EXCERPT

********

About the Open XML SDK for Office

Open XML is an open standard for word-processing documents, presentations, and spreadsheets that can be freely implemented by multiple applications on different platforms. Open XML is designed to faithfully represent existing word-processing documents, presentations, and spreadsheets that are encoded in binary formats defined by Microsoft Office applications. The reason for Open XML is simple: billions of documents now exist but, unfortunately, the information in those documents is tightly coupled with the programs that created them. The purpose of the Open XML standard is to de-couple documents created by Microsoft Office applications so that they can be manipulated by other applications independent of proprietary formats and without the loss of data.

Note

Interested in developing solutions that extend the Office experience across multiple platforms? Check out the new Office Add-ins model. Office Add-ins have a small footprint compared to VSTO Add-ins and solutions, and you can build them by using almost any web programming technology, such as HTML5, JavaScript, CSS3, and XML.

********

SET EXERCISE 1
Which web programming technologies does the Open XML SDK page give as examples for building Office Add-ins?
SET EXERCISE 2
Reproduce the stretch of the Open XML SDK page from "Interested in developing" through "CSS3, and XML.".

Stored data
********

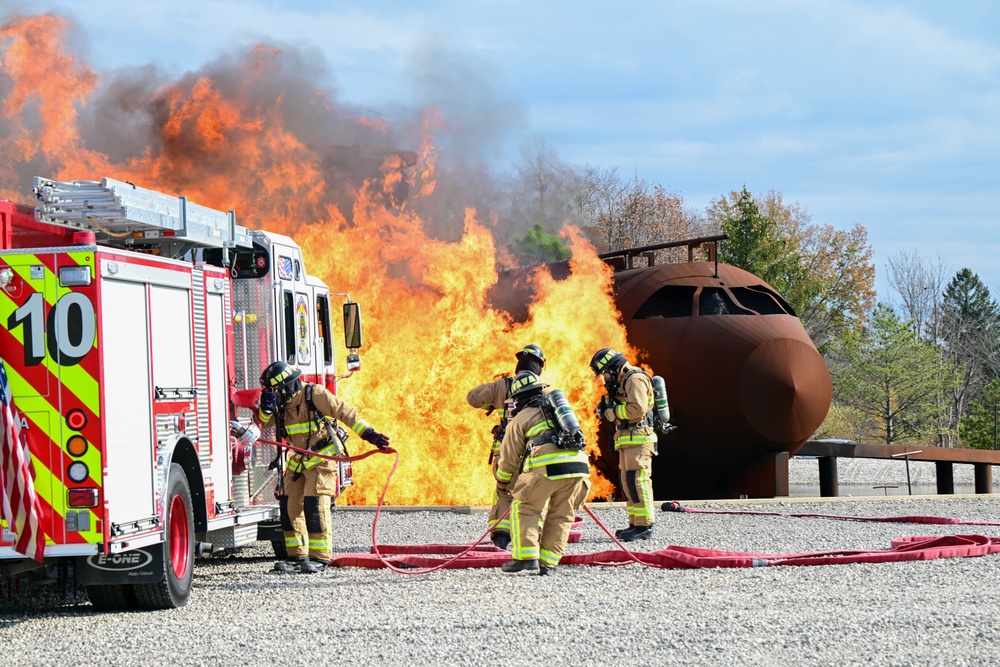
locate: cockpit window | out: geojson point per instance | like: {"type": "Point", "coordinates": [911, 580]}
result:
{"type": "Point", "coordinates": [669, 301]}
{"type": "Point", "coordinates": [716, 301]}
{"type": "Point", "coordinates": [762, 300]}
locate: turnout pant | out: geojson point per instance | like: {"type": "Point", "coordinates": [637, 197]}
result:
{"type": "Point", "coordinates": [635, 464]}
{"type": "Point", "coordinates": [532, 491]}
{"type": "Point", "coordinates": [305, 512]}
{"type": "Point", "coordinates": [501, 503]}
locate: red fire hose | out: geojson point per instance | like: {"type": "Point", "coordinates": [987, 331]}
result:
{"type": "Point", "coordinates": [418, 559]}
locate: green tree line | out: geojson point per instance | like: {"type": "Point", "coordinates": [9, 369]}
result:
{"type": "Point", "coordinates": [919, 366]}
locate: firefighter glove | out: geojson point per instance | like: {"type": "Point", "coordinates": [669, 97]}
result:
{"type": "Point", "coordinates": [376, 438]}
{"type": "Point", "coordinates": [268, 402]}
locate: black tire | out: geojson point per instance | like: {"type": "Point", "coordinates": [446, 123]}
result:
{"type": "Point", "coordinates": [111, 597]}
{"type": "Point", "coordinates": [178, 549]}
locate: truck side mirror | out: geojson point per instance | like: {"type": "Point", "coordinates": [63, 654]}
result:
{"type": "Point", "coordinates": [352, 325]}
{"type": "Point", "coordinates": [353, 363]}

********

FINAL ANSWER 1
HTML5, JavaScript, CSS3, and XML.

FINAL ANSWER 2
Interested in developing solutions that extend the Office experience across multiple platforms? Check out the new Office Add-ins model. Office Add-ins have a small footprint compared to VSTO Add-ins and solutions, and you can build them by using almost any web programming technology, such as HTML5, JavaScript, CSS3, and XML.